» **Source records**
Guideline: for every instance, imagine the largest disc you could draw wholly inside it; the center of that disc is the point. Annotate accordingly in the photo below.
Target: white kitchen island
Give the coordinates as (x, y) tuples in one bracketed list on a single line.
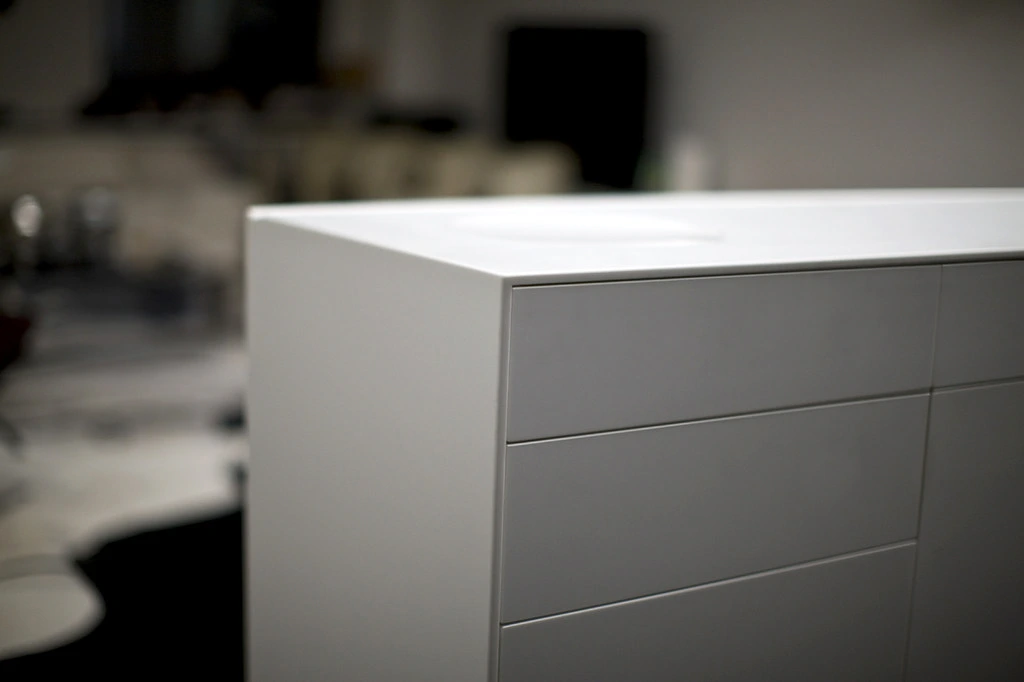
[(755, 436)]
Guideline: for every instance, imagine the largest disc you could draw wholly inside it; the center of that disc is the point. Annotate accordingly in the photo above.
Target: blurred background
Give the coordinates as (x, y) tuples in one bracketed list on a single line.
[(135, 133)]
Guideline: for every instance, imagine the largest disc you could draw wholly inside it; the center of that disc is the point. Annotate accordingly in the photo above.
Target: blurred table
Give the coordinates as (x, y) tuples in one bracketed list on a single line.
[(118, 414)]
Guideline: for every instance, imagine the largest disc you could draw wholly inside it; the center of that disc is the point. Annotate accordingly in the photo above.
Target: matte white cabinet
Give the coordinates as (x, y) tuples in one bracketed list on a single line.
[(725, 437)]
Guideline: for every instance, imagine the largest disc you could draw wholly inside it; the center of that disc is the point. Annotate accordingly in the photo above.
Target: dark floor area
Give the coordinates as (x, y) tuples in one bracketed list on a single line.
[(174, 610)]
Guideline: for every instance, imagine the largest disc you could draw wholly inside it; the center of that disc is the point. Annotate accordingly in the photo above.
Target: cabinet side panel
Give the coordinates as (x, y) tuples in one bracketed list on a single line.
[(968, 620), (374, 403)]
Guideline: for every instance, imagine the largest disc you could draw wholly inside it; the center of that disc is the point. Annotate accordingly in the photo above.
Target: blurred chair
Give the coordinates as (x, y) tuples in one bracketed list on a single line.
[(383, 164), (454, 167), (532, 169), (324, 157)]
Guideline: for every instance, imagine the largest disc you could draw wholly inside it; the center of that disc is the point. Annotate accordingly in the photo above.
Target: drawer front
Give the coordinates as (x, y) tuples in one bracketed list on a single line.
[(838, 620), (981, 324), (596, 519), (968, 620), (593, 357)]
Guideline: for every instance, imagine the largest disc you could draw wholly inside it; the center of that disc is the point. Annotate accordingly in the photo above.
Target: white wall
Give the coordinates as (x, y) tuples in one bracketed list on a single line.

» **Aim**
Copy every row above word for word, leaving out the picture.

» **Output below**
Guideline: for every instance, imagine the largest disc you could draw wholly inside it; the center of that disc is the point. Annotate accordingly in the photo below.
Target: white kitchen island
Give the coordinates as (x, y) tuples in one bracketed list on a single line.
[(755, 436)]
Guideline: for every instance, imagine the largest disc you could draw wholly inside it; the center of that disc is the point. Annotate accordingly in the photo above.
Target: blurred background
Give the coordinates as (x, y) tuples in one bracketed list on a single line.
[(135, 133)]
Guideline: for every instance, imagine the largest disc you could draw wholly inside it; the center of that disc is the point. Annotate accordingly in the photo above.
Target: blurred table
Give the coordinates as (x, y) tuples in one bracketed list on a single line.
[(118, 414)]
Guideline: for every instance, imagine the largest disc you could draw wholly inside it; the center of that disc is the point. Annotate accordingly in the photo above.
Target: matte white cabinet
Give the coordinates as (x, y) tuples in one bracketed list on a single line.
[(725, 437)]
Guideline: for every instance, imagine the largest disc you could draw wholly inside it; the center of that disc is the point. Annotate accordingly in the photo above.
Target: dark floor area
Give the coordinates as (x, y) tuples in one bracketed list on a single line.
[(174, 610)]
Guideline: for every instance, imagine the largest disc you could draw wholly inside it; the center of that disc is the point. Annotate accordingly in the photo above.
Target: cabinet side panel
Give the coordinates as (x, y) tuples in one bracketed list on a single line.
[(968, 620), (374, 403)]
Guideline: for every instance, imagine the largest disc you could draw wholly inside it; the center of that disc is the point. Annotate accordingly in the photo above.
Target: blurred chair
Give the coordinates as (x, y) tuples in one bracketed list on a single line.
[(383, 164), (454, 167), (532, 169), (324, 157)]
Guideline: for every instance, imagine the largest disc you could draw wholly inside it; the center of that disc is the point. Annotate accordingly in the photo above.
Target: drawer front
Give the coordinates as (x, y) tuples in one bracketed list on a single line.
[(838, 620), (981, 324), (596, 519), (968, 620), (593, 357)]
Guideline: for every instance, imagine the largest disc you could draw wholly inside it; the center of that disc is the point. Annotate accordingly in the photo above.
Target: white wall
Give the coordinates as (x, y) tuples in one bracketed list on a single line.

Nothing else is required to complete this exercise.